◆ **Extracted records**
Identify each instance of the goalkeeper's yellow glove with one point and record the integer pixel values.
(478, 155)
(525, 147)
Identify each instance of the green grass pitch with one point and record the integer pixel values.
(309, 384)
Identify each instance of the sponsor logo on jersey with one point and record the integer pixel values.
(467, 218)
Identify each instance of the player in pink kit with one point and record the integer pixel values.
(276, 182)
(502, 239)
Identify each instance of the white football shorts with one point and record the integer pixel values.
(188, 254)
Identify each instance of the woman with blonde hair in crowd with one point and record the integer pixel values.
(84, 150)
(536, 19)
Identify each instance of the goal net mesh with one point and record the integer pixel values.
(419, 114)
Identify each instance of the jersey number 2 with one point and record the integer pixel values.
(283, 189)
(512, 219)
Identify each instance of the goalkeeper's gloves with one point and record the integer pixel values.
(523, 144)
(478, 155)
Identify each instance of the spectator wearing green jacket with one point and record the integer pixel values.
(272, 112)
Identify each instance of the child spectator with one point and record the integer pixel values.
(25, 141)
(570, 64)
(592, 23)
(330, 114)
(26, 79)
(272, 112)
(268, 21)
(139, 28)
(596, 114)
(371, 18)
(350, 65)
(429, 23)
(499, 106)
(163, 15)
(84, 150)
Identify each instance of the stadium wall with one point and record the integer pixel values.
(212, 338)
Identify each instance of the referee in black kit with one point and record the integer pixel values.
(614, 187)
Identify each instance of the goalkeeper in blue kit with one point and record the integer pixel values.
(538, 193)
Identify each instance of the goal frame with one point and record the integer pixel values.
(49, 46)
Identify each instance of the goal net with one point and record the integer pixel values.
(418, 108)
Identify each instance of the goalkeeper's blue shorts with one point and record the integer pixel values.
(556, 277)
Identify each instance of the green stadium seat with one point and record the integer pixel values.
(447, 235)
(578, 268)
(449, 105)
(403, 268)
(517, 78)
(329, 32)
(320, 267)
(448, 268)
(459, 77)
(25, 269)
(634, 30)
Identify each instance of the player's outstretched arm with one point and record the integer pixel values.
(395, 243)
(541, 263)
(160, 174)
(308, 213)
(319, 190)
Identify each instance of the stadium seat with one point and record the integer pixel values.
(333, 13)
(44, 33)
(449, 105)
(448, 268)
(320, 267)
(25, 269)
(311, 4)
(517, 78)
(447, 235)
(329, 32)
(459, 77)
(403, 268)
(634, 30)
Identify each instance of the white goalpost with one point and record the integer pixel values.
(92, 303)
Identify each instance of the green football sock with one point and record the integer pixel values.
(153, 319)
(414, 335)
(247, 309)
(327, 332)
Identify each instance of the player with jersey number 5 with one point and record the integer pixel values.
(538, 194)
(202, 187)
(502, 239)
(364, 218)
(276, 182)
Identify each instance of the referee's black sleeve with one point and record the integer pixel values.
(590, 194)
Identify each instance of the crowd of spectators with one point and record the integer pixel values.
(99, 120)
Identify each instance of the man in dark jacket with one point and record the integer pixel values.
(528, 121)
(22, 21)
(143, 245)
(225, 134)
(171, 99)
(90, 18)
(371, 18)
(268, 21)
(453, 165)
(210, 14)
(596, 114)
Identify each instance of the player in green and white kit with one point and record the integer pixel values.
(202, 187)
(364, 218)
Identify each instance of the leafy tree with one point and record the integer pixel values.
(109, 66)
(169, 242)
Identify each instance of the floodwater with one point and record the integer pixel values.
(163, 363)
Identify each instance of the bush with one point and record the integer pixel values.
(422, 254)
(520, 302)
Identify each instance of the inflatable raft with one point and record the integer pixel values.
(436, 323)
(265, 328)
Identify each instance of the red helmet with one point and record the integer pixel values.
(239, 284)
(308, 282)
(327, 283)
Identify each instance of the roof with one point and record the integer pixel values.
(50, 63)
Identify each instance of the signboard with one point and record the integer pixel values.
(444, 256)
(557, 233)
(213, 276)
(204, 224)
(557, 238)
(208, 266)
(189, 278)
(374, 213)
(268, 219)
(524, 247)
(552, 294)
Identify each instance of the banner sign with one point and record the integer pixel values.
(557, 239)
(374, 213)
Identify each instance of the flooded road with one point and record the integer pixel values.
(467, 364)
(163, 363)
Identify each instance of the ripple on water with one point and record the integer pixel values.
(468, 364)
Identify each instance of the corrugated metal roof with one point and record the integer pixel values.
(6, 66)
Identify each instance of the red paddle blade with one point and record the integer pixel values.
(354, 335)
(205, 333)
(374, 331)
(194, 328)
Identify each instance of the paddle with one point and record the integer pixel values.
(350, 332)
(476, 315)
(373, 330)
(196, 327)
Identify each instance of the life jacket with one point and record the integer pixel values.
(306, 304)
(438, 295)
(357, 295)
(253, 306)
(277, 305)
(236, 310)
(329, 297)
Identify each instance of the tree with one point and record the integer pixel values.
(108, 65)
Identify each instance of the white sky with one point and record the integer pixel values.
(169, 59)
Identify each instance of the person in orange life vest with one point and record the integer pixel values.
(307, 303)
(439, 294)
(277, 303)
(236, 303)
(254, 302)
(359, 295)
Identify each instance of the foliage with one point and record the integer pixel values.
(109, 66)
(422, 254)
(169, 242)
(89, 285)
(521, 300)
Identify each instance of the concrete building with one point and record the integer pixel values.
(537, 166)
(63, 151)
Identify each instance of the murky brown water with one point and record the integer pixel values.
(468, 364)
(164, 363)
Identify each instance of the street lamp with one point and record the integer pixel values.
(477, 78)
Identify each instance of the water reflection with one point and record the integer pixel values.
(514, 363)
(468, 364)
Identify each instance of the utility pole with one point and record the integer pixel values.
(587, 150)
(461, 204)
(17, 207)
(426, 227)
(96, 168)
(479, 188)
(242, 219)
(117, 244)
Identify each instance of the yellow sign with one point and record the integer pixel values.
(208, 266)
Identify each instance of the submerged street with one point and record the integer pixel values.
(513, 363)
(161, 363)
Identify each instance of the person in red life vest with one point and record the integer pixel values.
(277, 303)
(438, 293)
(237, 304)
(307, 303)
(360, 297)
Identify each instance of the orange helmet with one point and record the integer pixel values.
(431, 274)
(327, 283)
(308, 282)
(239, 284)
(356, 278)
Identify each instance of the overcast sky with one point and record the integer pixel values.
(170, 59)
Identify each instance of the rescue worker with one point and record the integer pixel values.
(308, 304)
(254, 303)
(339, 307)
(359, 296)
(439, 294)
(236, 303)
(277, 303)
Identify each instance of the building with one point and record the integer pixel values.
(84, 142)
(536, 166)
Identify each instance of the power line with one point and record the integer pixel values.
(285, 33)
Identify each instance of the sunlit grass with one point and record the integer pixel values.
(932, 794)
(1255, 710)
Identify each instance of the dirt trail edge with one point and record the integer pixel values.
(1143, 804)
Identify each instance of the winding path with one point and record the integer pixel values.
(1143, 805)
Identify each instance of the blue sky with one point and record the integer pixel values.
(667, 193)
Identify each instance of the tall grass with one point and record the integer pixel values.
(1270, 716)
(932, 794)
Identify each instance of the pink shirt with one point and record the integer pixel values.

◆ **What is required**
Reproduce the material above without altering a single character.

◆ **Result for this exercise**
Identify each instance of the goalkeeper's yellow glove with one point and record the integer pixel values.
(478, 155)
(525, 147)
Identify each instance of the green grass pitch with one point and record the integer pixel values.
(309, 384)
Identify each instance of the sponsor logo on jersey with one point and record the integer pixel values.
(467, 218)
Identify each instance of the player in pink kit with one point and record the integer pixel values.
(276, 182)
(502, 239)
Identify each instance of the white football shorts with one point and record the integer pixel values.
(188, 254)
Identify each instance of the woman with blonde hair in crowd with one point and record the integer pixel values.
(84, 150)
(536, 19)
Identify each instance of the goal net mesh with one point and record the integer pixel values.
(419, 114)
Identify each instance of the jersey number 2 with one point and record the integer pixel values.
(283, 189)
(512, 219)
Identify each instance of the goalkeeper's gloves with one point and record the integer pixel values.
(523, 144)
(478, 155)
Identify each instance of the spectator wearing green jacket with one point and record the integer pixel values.
(272, 112)
Identify each instance of the child spectator with one point and record the integer pixel values.
(25, 141)
(570, 64)
(592, 23)
(330, 114)
(26, 79)
(272, 112)
(268, 21)
(139, 28)
(596, 114)
(371, 18)
(350, 65)
(429, 23)
(499, 106)
(163, 15)
(84, 150)
Identify each instance of the stadium wall with one point and record the integer pixel values.
(212, 338)
Identify each instance of the referee in black kit with one point and record the integer pixel values.
(614, 187)
Identify each instance of the goalkeeper in blue kit with one point and record the integer pixel values.
(538, 193)
Identify each instance of the goal frame with one point and record the integer pixel values.
(49, 46)
Identify each instance of the goal net with one point and record the integer pixel values.
(418, 108)
Identify each instance of the goalkeeper's blue shorts with one point and record the integer pixel values.
(556, 277)
Identify each instance of the green stadium seat with one point and record the integer pixel values.
(447, 235)
(578, 268)
(449, 105)
(403, 268)
(517, 78)
(329, 32)
(320, 267)
(448, 268)
(459, 77)
(25, 269)
(634, 30)
Identify each instance of the player's outstretched arm with one point and record the integer pixel values.
(395, 243)
(541, 263)
(160, 174)
(308, 213)
(319, 190)
Identify each instance of the stadium seat with one point and record the integer pixel values.
(333, 13)
(44, 33)
(449, 105)
(448, 268)
(320, 267)
(25, 269)
(311, 4)
(517, 78)
(447, 235)
(329, 32)
(459, 77)
(403, 268)
(634, 30)
Identify each instance of the white goalpost with one point and record the integer pixel values.
(92, 303)
Identify each instance of the green football sock with one point and record the integer pixel values.
(153, 319)
(414, 335)
(247, 309)
(327, 332)
Identify each instance of the player with jersey number 5 with one point and record the integer pixel values.
(538, 194)
(202, 187)
(502, 239)
(364, 218)
(276, 182)
Identify each instance of the referee's black sleeve with one point and record the integer pixel values.
(590, 194)
Identify each instance of the crowd of spectators with one point and record the integer pixel values.
(99, 120)
Identify each instance of the man in dark jacket with one point and record the integer pixel values.
(528, 121)
(22, 21)
(143, 245)
(225, 134)
(171, 99)
(90, 18)
(371, 18)
(268, 21)
(453, 165)
(210, 14)
(596, 114)
Identify each instance of the player in green and white kit with one point and record the integer pixel values.
(202, 187)
(364, 218)
Identify each instance of the leafy tree with one point and record the integer pixel values.
(109, 66)
(169, 242)
Identify each instance of the floodwater with one point and record the integer pixel values.
(163, 363)
Identify each instance of the bush with one point and record the integer pixel values.
(422, 254)
(520, 302)
Identify each instance of the inflatable raft with one point and record the integer pixel values.
(436, 323)
(265, 328)
Identify each instance of the red helmet with one point and record the integer pixel values.
(239, 284)
(308, 282)
(327, 283)
Identify each instance of the roof with one point and record the integer pixel values.
(50, 63)
Identify each instance of the signboard with one point and record the integer pixel values.
(444, 256)
(557, 233)
(213, 276)
(204, 224)
(557, 238)
(208, 266)
(189, 278)
(374, 213)
(268, 219)
(524, 247)
(552, 294)
Identify each instance of the banner sign with one point and record the integer pixel values.
(557, 239)
(374, 213)
Identify each instance of the flooded road with one point and record the integer pixel values.
(467, 364)
(163, 363)
Identify each instance of the ripple on water with one point and record the integer pixel values.
(468, 364)
Identify each instance of the corrugated metal roof with one point and record the integer pixel values.
(6, 66)
Identify each instance of the red paddle blade with one point and record the integer pixel values.
(354, 335)
(205, 333)
(374, 331)
(194, 328)
Identify each instance of the paddle with one point and record the integer pixel values.
(350, 332)
(476, 315)
(373, 330)
(196, 327)
Identify each instance of the life jacket with one point and record the integer pixel values.
(306, 304)
(438, 295)
(357, 295)
(253, 306)
(277, 305)
(236, 310)
(329, 297)
Identify each instance of the tree with one point and record the integer pixel values.
(108, 65)
Identify each instance of the white sky with one point and record the integer pixel values.
(169, 59)
Identify each instance of the person in orange life vest with one point and record the integer pixel values.
(307, 303)
(439, 294)
(277, 303)
(236, 303)
(254, 302)
(359, 295)
Identify each instance of the foliage with one point and record the integer pixel values.
(109, 66)
(422, 254)
(169, 242)
(89, 285)
(521, 300)
Identify each instance of the concrete building with one point and record the integer pixel values.
(537, 166)
(63, 151)
Identify each instance of the murky brown water with one point and record the integer pixel values.
(468, 364)
(164, 363)
Identify each instance of the street lamp with one point and record the integer pixel values.
(477, 78)
Identify each instance of the water reflection with one point and record the integer pixel values.
(514, 363)
(468, 364)
Identify each instance of the utility pole with one point and record the integer pixel values.
(587, 150)
(461, 204)
(17, 207)
(426, 227)
(96, 168)
(479, 188)
(242, 219)
(117, 244)
Identify each instance of the yellow sign with one point and record the integer pixel values.
(208, 266)
Identify each instance of the submerged street with one point and record the integer pixel values.
(513, 363)
(161, 363)
Identify each instance of the person in red life vest with one point and record the integer pixel values.
(277, 303)
(438, 293)
(237, 304)
(307, 303)
(360, 297)
Identify each instance of the orange helmet with one point and record the integer pixel values.
(431, 274)
(327, 283)
(308, 282)
(239, 284)
(356, 278)
Identify each instance of the overcast sky with one point and record the integer pixel values.
(170, 59)
Identify each instance of the rescue worker with one point and record the integer pixel values.
(308, 304)
(254, 303)
(339, 307)
(359, 296)
(439, 294)
(236, 303)
(277, 303)
Identify each instance of the building with one point and record the integer pixel values.
(84, 142)
(536, 166)
Identify each instance of the power line with one point and record the integer pixel values.
(285, 33)
Identify each instance of the sunlit grass with one point and record the integer pixel values.
(932, 794)
(1255, 710)
Identify each instance of the dirt trail edge with one point and record the integer pixel values.
(1143, 804)
Identify each instance of the winding path with one point and record the integer pixel values.
(1143, 805)
Identify each instance of the blue sky with one point and record the integer pixel values.
(667, 193)
Identify each instance of the tall grass with one point and record the integer pixel values.
(1270, 716)
(932, 794)
Identify each instance of the pink shirt with one point and record the integer pixel values.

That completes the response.